### Written instruction
Please rewrite the stretch of the comedy passage from "Truth be told" through "reward in return.", putting "promoters" wherever "bookers" appears.
--- Document section ---
Truth be told the politics were eating me alive. I couldn’t deal with someone being the flavor of the month for a external reason when they were getting the breaks sans talent. I couldn’t stand seemingly having to work as harder than my male counterparts because of my given gender. Worse yet, people wanted to box me in because of my act. Male bookers wanted to hide me because either I challenged their perceptions of what a woman comedian should have been, was a prop act, or was funnier than their good old boys. Because I wasn’t easy to box in I had to fight harder and often felt like a round peg in a square hole. I got bitter about how the business worked. Going onstage started to become less of a treat and more of a chore as the club I hosted my mic at was seemingly slaving me to death for no reward in return.
That’s when I got on Reality TV.  Yes, we know the story, April and her puppet children. You would have thought the club I worked so hard for would have kissed my ass, right? Instead they fired me from my own mic.
--- Supplied entries ---
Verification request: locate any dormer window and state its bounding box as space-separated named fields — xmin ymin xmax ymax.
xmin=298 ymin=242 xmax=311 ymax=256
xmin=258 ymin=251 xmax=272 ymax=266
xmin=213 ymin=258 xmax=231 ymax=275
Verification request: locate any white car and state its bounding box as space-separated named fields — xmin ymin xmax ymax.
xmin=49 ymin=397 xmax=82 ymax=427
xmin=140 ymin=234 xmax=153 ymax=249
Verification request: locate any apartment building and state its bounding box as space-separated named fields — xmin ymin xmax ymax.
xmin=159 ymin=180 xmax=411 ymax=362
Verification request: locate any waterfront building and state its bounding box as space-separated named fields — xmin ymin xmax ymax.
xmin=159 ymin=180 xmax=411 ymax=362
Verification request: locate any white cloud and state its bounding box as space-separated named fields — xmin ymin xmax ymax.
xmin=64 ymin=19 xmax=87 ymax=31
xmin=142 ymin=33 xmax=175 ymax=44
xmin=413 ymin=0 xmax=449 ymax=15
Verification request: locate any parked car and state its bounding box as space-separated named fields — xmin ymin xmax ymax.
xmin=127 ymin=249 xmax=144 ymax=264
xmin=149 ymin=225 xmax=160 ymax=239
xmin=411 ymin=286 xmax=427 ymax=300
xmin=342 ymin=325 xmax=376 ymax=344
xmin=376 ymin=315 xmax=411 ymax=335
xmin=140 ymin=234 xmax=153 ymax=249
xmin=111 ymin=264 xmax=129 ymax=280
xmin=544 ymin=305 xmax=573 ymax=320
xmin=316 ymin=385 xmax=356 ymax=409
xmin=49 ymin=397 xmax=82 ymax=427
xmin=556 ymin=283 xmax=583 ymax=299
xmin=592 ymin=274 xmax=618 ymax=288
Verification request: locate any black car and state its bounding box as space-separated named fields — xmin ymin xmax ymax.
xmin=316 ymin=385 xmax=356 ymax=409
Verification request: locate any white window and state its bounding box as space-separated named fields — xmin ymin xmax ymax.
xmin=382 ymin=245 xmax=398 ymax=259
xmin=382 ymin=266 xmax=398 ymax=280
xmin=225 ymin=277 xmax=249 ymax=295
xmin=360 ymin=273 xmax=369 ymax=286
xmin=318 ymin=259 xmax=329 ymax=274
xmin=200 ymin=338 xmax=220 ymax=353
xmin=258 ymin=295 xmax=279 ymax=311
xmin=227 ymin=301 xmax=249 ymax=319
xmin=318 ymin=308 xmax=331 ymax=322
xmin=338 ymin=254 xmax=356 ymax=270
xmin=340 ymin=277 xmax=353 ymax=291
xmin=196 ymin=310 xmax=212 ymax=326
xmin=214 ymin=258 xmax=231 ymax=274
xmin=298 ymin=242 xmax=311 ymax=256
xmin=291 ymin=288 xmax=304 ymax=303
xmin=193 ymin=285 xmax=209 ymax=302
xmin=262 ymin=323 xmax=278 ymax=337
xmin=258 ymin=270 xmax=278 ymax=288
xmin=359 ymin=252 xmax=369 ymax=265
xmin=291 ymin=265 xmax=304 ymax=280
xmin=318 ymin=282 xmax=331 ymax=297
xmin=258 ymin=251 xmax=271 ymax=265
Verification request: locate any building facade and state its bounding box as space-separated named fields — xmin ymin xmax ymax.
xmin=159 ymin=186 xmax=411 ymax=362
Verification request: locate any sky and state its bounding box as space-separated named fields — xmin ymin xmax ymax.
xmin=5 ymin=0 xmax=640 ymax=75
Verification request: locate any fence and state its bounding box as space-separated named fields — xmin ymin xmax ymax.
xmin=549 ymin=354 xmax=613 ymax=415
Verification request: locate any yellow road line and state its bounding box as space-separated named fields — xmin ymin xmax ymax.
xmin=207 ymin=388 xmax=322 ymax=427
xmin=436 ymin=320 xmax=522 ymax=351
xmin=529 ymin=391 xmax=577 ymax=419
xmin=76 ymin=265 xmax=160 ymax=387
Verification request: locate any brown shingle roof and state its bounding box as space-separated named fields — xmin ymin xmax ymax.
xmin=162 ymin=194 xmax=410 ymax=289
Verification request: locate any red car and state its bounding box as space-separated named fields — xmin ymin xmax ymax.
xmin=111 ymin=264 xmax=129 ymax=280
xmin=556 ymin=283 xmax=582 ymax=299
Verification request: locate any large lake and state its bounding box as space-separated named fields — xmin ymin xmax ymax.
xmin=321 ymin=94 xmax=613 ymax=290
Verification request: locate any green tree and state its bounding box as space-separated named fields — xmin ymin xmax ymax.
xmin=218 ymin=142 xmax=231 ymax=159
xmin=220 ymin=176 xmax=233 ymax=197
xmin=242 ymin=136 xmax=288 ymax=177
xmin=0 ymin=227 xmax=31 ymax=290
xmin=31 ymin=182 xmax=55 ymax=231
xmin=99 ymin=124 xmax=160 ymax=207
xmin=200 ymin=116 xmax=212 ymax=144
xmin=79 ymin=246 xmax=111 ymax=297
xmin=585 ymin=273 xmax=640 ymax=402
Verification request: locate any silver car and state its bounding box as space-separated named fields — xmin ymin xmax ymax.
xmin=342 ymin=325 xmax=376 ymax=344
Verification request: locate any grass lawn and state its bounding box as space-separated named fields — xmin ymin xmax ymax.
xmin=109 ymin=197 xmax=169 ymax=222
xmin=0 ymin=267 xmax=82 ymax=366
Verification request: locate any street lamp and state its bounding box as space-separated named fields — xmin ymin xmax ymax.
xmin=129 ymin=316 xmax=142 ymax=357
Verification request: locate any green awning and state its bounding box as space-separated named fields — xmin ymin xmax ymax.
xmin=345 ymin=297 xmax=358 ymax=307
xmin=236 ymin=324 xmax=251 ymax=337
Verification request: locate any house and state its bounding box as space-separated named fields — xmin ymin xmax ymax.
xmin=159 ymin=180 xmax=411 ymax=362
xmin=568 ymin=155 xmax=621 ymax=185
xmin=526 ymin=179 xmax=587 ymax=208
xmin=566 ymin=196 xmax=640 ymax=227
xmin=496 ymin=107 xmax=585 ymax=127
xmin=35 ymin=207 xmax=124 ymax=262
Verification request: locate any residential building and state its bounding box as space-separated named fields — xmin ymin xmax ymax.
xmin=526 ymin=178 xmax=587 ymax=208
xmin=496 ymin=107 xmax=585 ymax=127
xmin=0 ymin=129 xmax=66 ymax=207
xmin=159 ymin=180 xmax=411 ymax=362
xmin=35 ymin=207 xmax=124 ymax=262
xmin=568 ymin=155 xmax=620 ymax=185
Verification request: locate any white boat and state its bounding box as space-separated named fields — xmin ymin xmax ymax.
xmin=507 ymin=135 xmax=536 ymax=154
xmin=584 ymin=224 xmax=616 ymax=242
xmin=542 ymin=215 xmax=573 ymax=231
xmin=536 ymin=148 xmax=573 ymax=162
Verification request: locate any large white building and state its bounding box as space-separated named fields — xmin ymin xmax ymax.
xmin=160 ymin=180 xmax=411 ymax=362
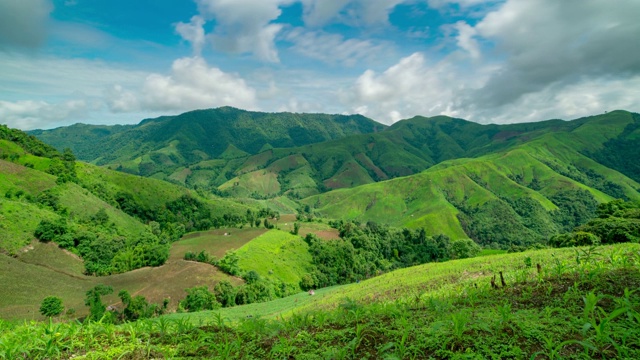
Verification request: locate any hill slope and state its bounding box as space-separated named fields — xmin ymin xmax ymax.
xmin=303 ymin=112 xmax=640 ymax=247
xmin=31 ymin=107 xmax=384 ymax=178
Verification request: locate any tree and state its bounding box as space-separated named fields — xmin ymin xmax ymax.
xmin=180 ymin=286 xmax=220 ymax=312
xmin=84 ymin=284 xmax=113 ymax=321
xmin=40 ymin=296 xmax=64 ymax=317
xmin=213 ymin=280 xmax=236 ymax=307
xmin=451 ymin=239 xmax=482 ymax=259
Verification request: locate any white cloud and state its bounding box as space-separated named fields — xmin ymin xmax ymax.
xmin=175 ymin=15 xmax=207 ymax=56
xmin=190 ymin=0 xmax=293 ymax=62
xmin=463 ymin=76 xmax=640 ymax=124
xmin=285 ymin=28 xmax=388 ymax=66
xmin=301 ymin=0 xmax=404 ymax=27
xmin=0 ymin=100 xmax=100 ymax=130
xmin=343 ymin=53 xmax=477 ymax=123
xmin=427 ymin=0 xmax=501 ymax=9
xmin=454 ymin=21 xmax=481 ymax=59
xmin=0 ymin=0 xmax=53 ymax=49
xmin=0 ymin=54 xmax=148 ymax=103
xmin=139 ymin=57 xmax=256 ymax=111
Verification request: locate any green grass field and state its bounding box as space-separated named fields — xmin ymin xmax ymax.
xmin=0 ymin=244 xmax=640 ymax=359
xmin=0 ymin=242 xmax=242 ymax=322
xmin=236 ymin=230 xmax=311 ymax=286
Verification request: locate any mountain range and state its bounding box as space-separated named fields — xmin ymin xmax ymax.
xmin=32 ymin=107 xmax=640 ymax=247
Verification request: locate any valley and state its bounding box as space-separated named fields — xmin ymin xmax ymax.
xmin=0 ymin=107 xmax=640 ymax=358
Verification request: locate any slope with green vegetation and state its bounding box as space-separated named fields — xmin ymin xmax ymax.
xmin=31 ymin=107 xmax=384 ymax=181
xmin=0 ymin=127 xmax=257 ymax=275
xmin=0 ymin=244 xmax=640 ymax=359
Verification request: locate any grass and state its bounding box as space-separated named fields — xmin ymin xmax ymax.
xmin=0 ymin=243 xmax=242 ymax=322
xmin=166 ymin=287 xmax=337 ymax=324
xmin=170 ymin=228 xmax=267 ymax=260
xmin=0 ymin=244 xmax=640 ymax=359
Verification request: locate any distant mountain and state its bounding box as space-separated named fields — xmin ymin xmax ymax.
xmin=0 ymin=125 xmax=257 ymax=262
xmin=302 ymin=111 xmax=640 ymax=248
xmin=30 ymin=107 xmax=385 ymax=178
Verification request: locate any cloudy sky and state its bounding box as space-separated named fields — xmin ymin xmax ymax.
xmin=0 ymin=0 xmax=640 ymax=129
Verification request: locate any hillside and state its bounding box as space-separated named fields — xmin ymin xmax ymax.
xmin=0 ymin=127 xmax=258 ymax=275
xmin=6 ymin=244 xmax=640 ymax=359
xmin=31 ymin=107 xmax=384 ymax=182
xmin=302 ymin=112 xmax=640 ymax=247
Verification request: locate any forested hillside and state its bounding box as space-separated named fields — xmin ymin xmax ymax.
xmin=302 ymin=112 xmax=640 ymax=248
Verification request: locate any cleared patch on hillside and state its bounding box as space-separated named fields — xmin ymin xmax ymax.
xmin=0 ymin=244 xmax=242 ymax=320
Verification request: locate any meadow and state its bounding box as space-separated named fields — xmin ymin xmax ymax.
xmin=0 ymin=244 xmax=640 ymax=359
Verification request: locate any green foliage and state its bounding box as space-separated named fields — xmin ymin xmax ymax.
xmin=33 ymin=218 xmax=69 ymax=242
xmin=549 ymin=200 xmax=640 ymax=247
xmin=218 ymin=250 xmax=240 ymax=276
xmin=118 ymin=290 xmax=169 ymax=321
xmin=213 ymin=280 xmax=236 ymax=307
xmin=40 ymin=296 xmax=64 ymax=317
xmin=588 ymin=114 xmax=640 ymax=182
xmin=0 ymin=125 xmax=60 ymax=158
xmin=451 ymin=239 xmax=482 ymax=259
xmin=299 ymin=222 xmax=456 ymax=289
xmin=0 ymin=244 xmax=640 ymax=359
xmin=180 ymin=286 xmax=220 ymax=312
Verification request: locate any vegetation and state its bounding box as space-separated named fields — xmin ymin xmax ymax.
xmin=0 ymin=108 xmax=640 ymax=359
xmin=40 ymin=296 xmax=64 ymax=317
xmin=549 ymin=200 xmax=640 ymax=247
xmin=0 ymin=244 xmax=640 ymax=359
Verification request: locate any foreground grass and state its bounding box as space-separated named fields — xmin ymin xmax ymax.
xmin=0 ymin=244 xmax=640 ymax=359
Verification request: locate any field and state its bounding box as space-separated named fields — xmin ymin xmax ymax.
xmin=236 ymin=230 xmax=311 ymax=287
xmin=0 ymin=244 xmax=640 ymax=359
xmin=0 ymin=242 xmax=242 ymax=320
xmin=169 ymin=228 xmax=267 ymax=260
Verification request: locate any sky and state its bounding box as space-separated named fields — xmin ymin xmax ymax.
xmin=0 ymin=0 xmax=640 ymax=130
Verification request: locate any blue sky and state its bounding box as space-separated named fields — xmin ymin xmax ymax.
xmin=0 ymin=0 xmax=640 ymax=129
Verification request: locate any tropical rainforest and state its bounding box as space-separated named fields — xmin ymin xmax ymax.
xmin=0 ymin=107 xmax=640 ymax=359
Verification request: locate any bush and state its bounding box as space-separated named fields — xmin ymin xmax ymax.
xmin=451 ymin=239 xmax=482 ymax=259
xmin=180 ymin=286 xmax=220 ymax=312
xmin=40 ymin=296 xmax=64 ymax=317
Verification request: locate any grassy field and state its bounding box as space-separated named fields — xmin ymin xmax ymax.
xmin=0 ymin=244 xmax=640 ymax=359
xmin=0 ymin=242 xmax=242 ymax=320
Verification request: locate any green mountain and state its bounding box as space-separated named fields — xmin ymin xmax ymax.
xmin=302 ymin=111 xmax=640 ymax=247
xmin=27 ymin=108 xmax=640 ymax=247
xmin=0 ymin=126 xmax=257 ymax=268
xmin=31 ymin=107 xmax=385 ymax=182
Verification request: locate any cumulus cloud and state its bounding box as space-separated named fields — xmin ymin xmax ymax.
xmin=107 ymin=57 xmax=256 ymax=112
xmin=0 ymin=0 xmax=53 ymax=49
xmin=454 ymin=21 xmax=481 ymax=59
xmin=175 ymin=0 xmax=409 ymax=63
xmin=343 ymin=53 xmax=478 ymax=123
xmin=0 ymin=100 xmax=99 ymax=130
xmin=301 ymin=0 xmax=408 ymax=27
xmin=175 ymin=15 xmax=207 ymax=56
xmin=468 ymin=0 xmax=640 ymax=107
xmin=285 ymin=28 xmax=386 ymax=66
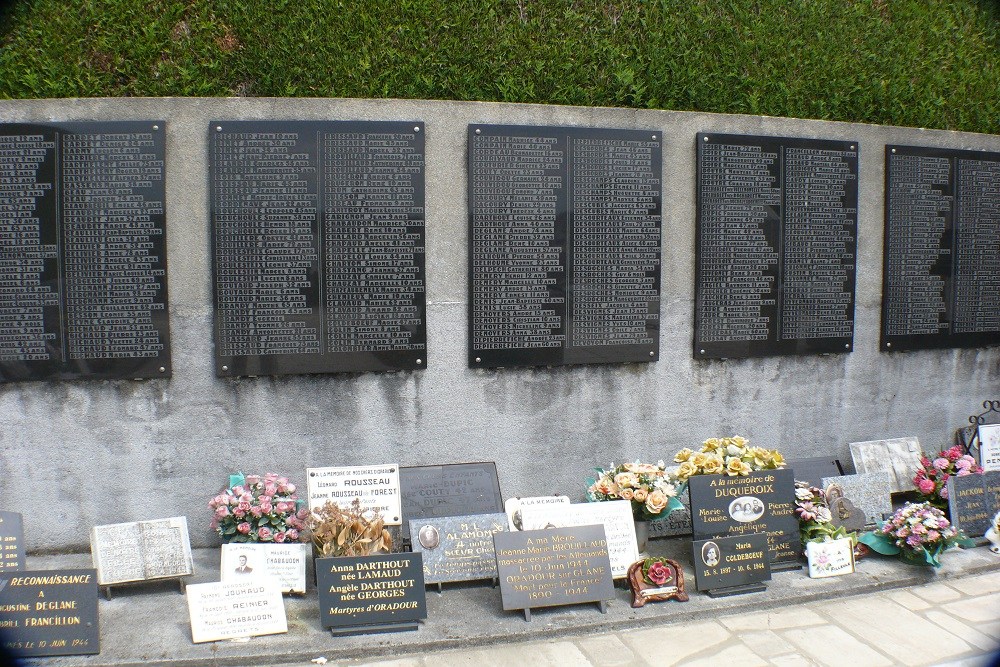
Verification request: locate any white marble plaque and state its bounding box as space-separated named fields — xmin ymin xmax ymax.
xmin=306 ymin=464 xmax=403 ymax=526
xmin=979 ymin=424 xmax=1000 ymax=472
xmin=219 ymin=542 xmax=312 ymax=593
xmin=851 ymin=437 xmax=920 ymax=493
xmin=186 ymin=578 xmax=288 ymax=644
xmin=521 ymin=500 xmax=639 ymax=579
xmin=90 ymin=516 xmax=194 ymax=586
xmin=806 ymin=537 xmax=854 ymax=579
xmin=503 ymin=496 xmax=569 ymax=532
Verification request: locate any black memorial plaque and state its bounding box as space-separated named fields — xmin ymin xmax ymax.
xmin=0 ymin=569 xmax=101 ymax=657
xmin=209 ymin=121 xmax=427 ymax=377
xmin=0 ymin=512 xmax=24 ymax=574
xmin=880 ymin=146 xmax=1000 ymax=350
xmin=468 ymin=125 xmax=662 ymax=368
xmin=694 ymin=134 xmax=858 ymax=359
xmin=399 ymin=461 xmax=504 ymax=535
xmin=493 ymin=526 xmax=615 ymax=610
xmin=688 ymin=469 xmax=801 ymax=566
xmin=948 ymin=471 xmax=1000 ymax=537
xmin=0 ymin=121 xmax=171 ymax=382
xmin=316 ymin=553 xmax=427 ymax=631
xmin=691 ymin=533 xmax=771 ymax=592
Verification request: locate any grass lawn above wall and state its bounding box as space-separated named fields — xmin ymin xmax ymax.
xmin=0 ymin=0 xmax=1000 ymax=133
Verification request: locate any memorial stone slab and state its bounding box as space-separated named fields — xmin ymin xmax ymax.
xmin=209 ymin=120 xmax=427 ymax=377
xmin=948 ymin=471 xmax=1000 ymax=538
xmin=493 ymin=526 xmax=615 ymax=619
xmin=521 ymin=500 xmax=639 ymax=579
xmin=316 ymin=553 xmax=427 ymax=634
xmin=0 ymin=120 xmax=171 ymax=382
xmin=0 ymin=512 xmax=24 ymax=574
xmin=691 ymin=533 xmax=771 ymax=595
xmin=306 ymin=464 xmax=403 ymax=526
xmin=186 ymin=578 xmax=288 ymax=644
xmin=688 ymin=469 xmax=801 ymax=569
xmin=219 ymin=542 xmax=312 ymax=593
xmin=694 ymin=133 xmax=858 ymax=359
xmin=399 ymin=461 xmax=503 ymax=535
xmin=410 ymin=512 xmax=507 ymax=584
xmin=90 ymin=516 xmax=194 ymax=586
xmin=880 ymin=145 xmax=1000 ymax=351
xmin=468 ymin=124 xmax=662 ymax=368
xmin=821 ymin=470 xmax=892 ymax=526
xmin=0 ymin=569 xmax=101 ymax=657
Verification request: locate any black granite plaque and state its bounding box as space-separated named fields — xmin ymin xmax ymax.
xmin=881 ymin=146 xmax=1000 ymax=350
xmin=399 ymin=461 xmax=503 ymax=535
xmin=0 ymin=512 xmax=24 ymax=573
xmin=209 ymin=121 xmax=427 ymax=376
xmin=0 ymin=121 xmax=170 ymax=382
xmin=0 ymin=569 xmax=101 ymax=657
xmin=694 ymin=134 xmax=858 ymax=359
xmin=493 ymin=526 xmax=615 ymax=610
xmin=316 ymin=553 xmax=427 ymax=631
xmin=688 ymin=469 xmax=801 ymax=565
xmin=948 ymin=471 xmax=1000 ymax=537
xmin=691 ymin=533 xmax=771 ymax=592
xmin=468 ymin=125 xmax=662 ymax=368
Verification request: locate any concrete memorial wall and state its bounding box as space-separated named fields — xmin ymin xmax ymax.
xmin=0 ymin=98 xmax=1000 ymax=551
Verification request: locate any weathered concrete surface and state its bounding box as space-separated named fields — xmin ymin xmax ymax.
xmin=0 ymin=98 xmax=1000 ymax=551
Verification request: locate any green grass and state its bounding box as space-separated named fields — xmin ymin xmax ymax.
xmin=0 ymin=0 xmax=1000 ymax=133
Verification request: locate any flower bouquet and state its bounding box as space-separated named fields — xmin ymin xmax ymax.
xmin=674 ymin=435 xmax=785 ymax=481
xmin=208 ymin=472 xmax=309 ymax=543
xmin=913 ymin=445 xmax=983 ymax=510
xmin=858 ymin=503 xmax=975 ymax=567
xmin=587 ymin=461 xmax=683 ymax=521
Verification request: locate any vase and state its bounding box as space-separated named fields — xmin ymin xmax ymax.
xmin=635 ymin=520 xmax=649 ymax=553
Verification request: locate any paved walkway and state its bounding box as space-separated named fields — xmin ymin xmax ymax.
xmin=336 ymin=570 xmax=1000 ymax=667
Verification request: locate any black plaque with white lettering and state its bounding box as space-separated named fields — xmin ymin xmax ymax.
xmin=209 ymin=121 xmax=427 ymax=377
xmin=880 ymin=146 xmax=1000 ymax=351
xmin=0 ymin=121 xmax=170 ymax=382
xmin=0 ymin=569 xmax=101 ymax=657
xmin=694 ymin=134 xmax=858 ymax=359
xmin=688 ymin=469 xmax=801 ymax=566
xmin=468 ymin=125 xmax=662 ymax=368
xmin=399 ymin=461 xmax=504 ymax=535
xmin=0 ymin=512 xmax=24 ymax=573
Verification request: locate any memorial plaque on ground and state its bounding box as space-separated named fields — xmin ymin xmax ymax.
xmin=880 ymin=146 xmax=1000 ymax=350
xmin=410 ymin=512 xmax=507 ymax=584
xmin=219 ymin=542 xmax=312 ymax=593
xmin=468 ymin=125 xmax=662 ymax=368
xmin=0 ymin=121 xmax=170 ymax=382
xmin=0 ymin=569 xmax=101 ymax=657
xmin=316 ymin=553 xmax=427 ymax=632
xmin=691 ymin=533 xmax=771 ymax=595
xmin=90 ymin=516 xmax=194 ymax=586
xmin=399 ymin=461 xmax=503 ymax=535
xmin=521 ymin=500 xmax=639 ymax=579
xmin=186 ymin=578 xmax=288 ymax=644
xmin=493 ymin=526 xmax=615 ymax=610
xmin=694 ymin=134 xmax=858 ymax=359
xmin=0 ymin=512 xmax=24 ymax=573
xmin=948 ymin=471 xmax=1000 ymax=537
xmin=688 ymin=469 xmax=801 ymax=568
xmin=850 ymin=437 xmax=921 ymax=493
xmin=821 ymin=470 xmax=892 ymax=526
xmin=209 ymin=121 xmax=427 ymax=376
xmin=694 ymin=134 xmax=858 ymax=359
xmin=306 ymin=464 xmax=402 ymax=526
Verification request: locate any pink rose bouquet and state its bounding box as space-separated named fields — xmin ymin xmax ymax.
xmin=208 ymin=472 xmax=309 ymax=543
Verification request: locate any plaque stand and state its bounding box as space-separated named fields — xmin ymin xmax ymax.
xmin=100 ymin=575 xmax=189 ymax=601
xmin=705 ymin=584 xmax=764 ymax=598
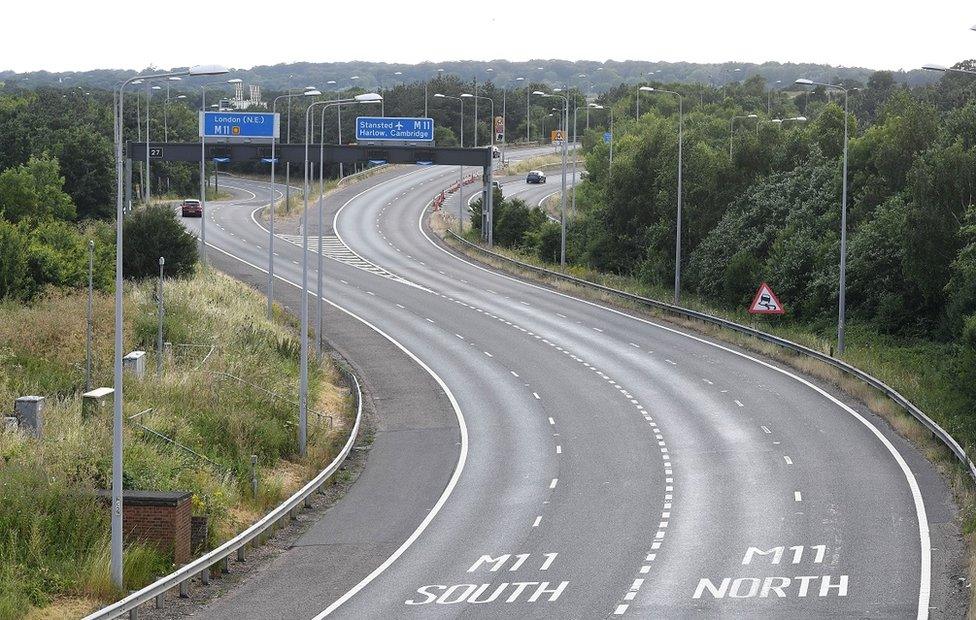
---
### Reply to the exercise
Truth be told the politics were eating me alive. I couldn’t deal with someone being the flavor of the month for a external reason when they were getting the breaks sans talent. I couldn’t stand seemingly having to work as harder than my male counterparts because of my given gender. Worse yet, people wanted to box me in because of my act. Male promoters wanted to hide me because either I challenged their perceptions of what a woman comedian should have been, was a prop act, or was funnier than their good old boys. Because I wasn’t easy to box in I had to fight harder and often felt like a round peg in a square hole. I got bitter about how the business worked. Going onstage started to become less of a treat and more of a chore as the club I hosted my mic at was seemingly slaving me to death for no reward in return.